■ TO-DO LIST
- A) Translate the following sentence from the article into French: "Canada’s position in international matters is generally to respect and comply with multilateral institutions."
- B) Reproduce the article between "The federal government of" and "to more aggression.", inclusive, substituting "international bodies" for "multilateral institutions".

■ ARTICLE
****************************************

The federal government of Canada, led by Prime Minister Jean Chretien, has officially refused to join the Anglo-American invasion of Iraq. Canada’s position in international matters is generally to respect and comply with multilateral institutions. It tries to live by the principle that unilateral aggression only leads to more aggression.
In the current American assault on Iraq, the federal government has argued that, instead of fighting terrorism, the war only risks fostering more of the same. It threatens the relative stability of the entire Middle East region and its effects on the world economy are already dire. This is to say nothing of the price it will cost the US taxpayer and in- or out-going direct foreign investment for generations to come. As the US is the main teller of the globalized world economy, economic projections for the near future are bleak, indeed.
Despite the principled items the Canadian government has introduced as reasons for its opposition, its decision has been respected neither by the United States nor by Canada’s minority of archconservatives. While the Canadian population as a whole, our ‘silent majority’, tipped their heads in agreement with Ottawa’s arguments, few imagined the nature of the backlash to come. First Paul Cellucci, ambassador to Canada. Now Richard Perle, the former chairman of the Pentagon’s Defense Board Policy, freshly resigned over allegations of conflict of interest, and one of the war’s draftsmen.
When push comes to shove, Canadians need not look across the border for trouble–even were we to consider the rather elastic conception of diplomacy as voiced by the US ambassador, or Perle’s mauvais gout. Crushing condemnation of Ottawa’s position has come from the most rightwing politician voted into Canada’s establishment: Mike Harris.
FROM WALKERTON TO FRASER
The rightwing’s stance–some would say double-crossing–came in Mr. Harris’ address to the Fraser Institute, a conservative think tank based in British Columbia. “[Prime Minister Jean] Chrétien’s decision to keep Canada out of the effort to disarm Iraq is a betrayal of Canadian values, of our national interest and of our closest allies,” declared Harris on April 3. He was only reiterating what the opposition Canadian Alliance party has uttered in Parliament, which is that Canada should have joined the coalition out of duty.
Mike Harris is the former premier of Canada’s wealthiest province, Ontario. His two terms in office, stretching from 1995 to 2002, were marked by a forceful imposition of neoliberal economic principles–harsh even by Canadian standards. Their effect was to polarize one of the country’s most homogenous provinces.
His legacy has been marked by a public healthcare system on the verge of collapse, disemboweled public education and unprecedented levels of unemployment and poverty. In the wake of his policies, he oversaw the most violent state repression in response to protest that Canada has seen in decades. Canadians had to rub their eyes as a reality check when watching the brutal mounted police offensive on activists of the Ontario Coalition against Poverty in 2000. Blood splattered and bones cracked as pepper spray percolated on the front lawn of the provincial legislature at Queen’s Park, Toronto.

****************************************

■ DATA ROWS
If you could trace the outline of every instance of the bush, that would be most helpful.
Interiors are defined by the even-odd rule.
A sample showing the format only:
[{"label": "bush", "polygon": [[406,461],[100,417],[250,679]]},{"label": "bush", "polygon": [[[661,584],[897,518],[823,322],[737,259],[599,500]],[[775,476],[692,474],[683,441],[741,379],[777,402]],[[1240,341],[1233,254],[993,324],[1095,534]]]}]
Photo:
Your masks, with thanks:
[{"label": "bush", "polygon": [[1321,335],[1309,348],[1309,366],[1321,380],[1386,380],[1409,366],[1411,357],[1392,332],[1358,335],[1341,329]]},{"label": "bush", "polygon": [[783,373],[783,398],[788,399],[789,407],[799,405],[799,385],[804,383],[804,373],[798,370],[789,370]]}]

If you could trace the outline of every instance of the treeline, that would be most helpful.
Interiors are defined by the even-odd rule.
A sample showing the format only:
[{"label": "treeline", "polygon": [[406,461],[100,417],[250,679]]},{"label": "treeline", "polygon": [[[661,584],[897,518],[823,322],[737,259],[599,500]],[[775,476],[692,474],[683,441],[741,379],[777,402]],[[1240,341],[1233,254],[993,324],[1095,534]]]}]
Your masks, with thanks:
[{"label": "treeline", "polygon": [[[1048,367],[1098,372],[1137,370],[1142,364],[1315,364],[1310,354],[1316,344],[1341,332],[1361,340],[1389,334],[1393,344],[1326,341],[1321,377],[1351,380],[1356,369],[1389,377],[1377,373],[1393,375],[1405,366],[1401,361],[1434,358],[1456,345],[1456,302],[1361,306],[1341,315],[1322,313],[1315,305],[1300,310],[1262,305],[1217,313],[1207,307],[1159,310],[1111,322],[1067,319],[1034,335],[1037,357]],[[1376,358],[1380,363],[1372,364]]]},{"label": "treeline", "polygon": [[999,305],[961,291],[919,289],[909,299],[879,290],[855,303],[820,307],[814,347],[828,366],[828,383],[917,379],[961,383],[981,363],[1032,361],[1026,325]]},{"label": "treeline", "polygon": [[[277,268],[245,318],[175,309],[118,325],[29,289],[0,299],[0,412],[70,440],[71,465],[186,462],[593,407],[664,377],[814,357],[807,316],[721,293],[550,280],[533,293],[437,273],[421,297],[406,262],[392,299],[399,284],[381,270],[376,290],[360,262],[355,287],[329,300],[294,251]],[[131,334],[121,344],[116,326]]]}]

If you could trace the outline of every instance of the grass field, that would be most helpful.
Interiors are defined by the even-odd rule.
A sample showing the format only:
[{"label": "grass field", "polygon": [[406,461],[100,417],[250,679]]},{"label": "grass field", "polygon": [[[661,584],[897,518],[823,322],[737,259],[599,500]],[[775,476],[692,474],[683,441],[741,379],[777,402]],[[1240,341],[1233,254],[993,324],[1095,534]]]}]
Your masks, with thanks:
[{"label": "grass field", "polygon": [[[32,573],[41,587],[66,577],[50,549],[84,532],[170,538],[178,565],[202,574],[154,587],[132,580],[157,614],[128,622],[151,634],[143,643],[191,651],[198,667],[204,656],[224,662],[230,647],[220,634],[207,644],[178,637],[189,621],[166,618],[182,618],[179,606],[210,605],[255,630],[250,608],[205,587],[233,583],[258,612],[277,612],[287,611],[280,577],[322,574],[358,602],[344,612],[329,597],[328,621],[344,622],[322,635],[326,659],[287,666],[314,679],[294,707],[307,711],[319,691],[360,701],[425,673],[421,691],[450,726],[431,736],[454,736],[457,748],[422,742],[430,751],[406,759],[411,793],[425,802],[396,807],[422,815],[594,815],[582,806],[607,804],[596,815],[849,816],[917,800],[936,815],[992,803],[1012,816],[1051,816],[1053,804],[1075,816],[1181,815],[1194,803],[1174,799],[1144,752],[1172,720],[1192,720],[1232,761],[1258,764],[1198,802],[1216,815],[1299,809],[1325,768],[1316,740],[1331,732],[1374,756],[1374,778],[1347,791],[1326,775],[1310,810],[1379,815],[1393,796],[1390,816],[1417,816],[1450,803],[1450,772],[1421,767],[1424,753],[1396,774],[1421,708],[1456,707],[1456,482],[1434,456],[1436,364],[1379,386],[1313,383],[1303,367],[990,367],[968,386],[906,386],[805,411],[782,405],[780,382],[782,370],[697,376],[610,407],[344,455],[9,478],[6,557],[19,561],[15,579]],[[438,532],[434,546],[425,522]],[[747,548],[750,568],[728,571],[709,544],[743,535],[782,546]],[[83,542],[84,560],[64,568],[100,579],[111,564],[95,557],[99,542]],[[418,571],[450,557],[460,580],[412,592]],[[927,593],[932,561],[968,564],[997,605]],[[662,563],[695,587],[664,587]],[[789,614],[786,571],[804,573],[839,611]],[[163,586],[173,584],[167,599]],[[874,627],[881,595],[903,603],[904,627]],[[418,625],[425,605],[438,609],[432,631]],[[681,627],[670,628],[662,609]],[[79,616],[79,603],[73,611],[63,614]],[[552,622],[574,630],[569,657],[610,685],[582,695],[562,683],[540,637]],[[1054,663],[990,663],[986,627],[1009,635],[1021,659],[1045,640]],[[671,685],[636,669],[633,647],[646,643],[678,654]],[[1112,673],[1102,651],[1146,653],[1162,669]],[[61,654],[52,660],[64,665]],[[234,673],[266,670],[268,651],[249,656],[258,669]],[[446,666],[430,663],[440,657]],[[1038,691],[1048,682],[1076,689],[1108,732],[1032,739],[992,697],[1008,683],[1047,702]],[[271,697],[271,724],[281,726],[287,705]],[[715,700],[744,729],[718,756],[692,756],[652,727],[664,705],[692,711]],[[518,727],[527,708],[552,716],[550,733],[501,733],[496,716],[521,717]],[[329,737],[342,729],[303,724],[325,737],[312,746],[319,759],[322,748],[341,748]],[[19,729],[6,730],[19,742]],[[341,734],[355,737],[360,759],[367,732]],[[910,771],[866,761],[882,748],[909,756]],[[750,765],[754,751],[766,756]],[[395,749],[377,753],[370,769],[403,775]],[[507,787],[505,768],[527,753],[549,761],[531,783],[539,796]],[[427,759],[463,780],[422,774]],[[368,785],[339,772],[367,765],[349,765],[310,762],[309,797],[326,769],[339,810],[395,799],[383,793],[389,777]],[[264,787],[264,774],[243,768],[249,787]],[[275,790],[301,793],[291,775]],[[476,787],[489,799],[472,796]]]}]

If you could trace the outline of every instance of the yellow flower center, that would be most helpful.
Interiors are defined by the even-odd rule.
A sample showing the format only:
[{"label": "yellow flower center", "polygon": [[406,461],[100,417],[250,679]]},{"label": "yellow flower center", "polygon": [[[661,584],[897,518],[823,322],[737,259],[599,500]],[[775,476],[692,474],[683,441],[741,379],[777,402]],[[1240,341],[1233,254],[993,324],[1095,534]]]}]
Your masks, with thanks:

****************************************

■ TASK-BY-TASK RESULTS
- A) La position du Canada en matière internationale consiste généralement à respecter les institutions multilatérales et à s’y conformer.

- B)
The federal government of Canada, led by Prime Minister Jean Chretien, has officially refused to join the Anglo-American invasion of Iraq. Canada’s position in international matters is generally to respect and comply with international bodies. It tries to live by the principle that unilateral aggression only leads to more aggression.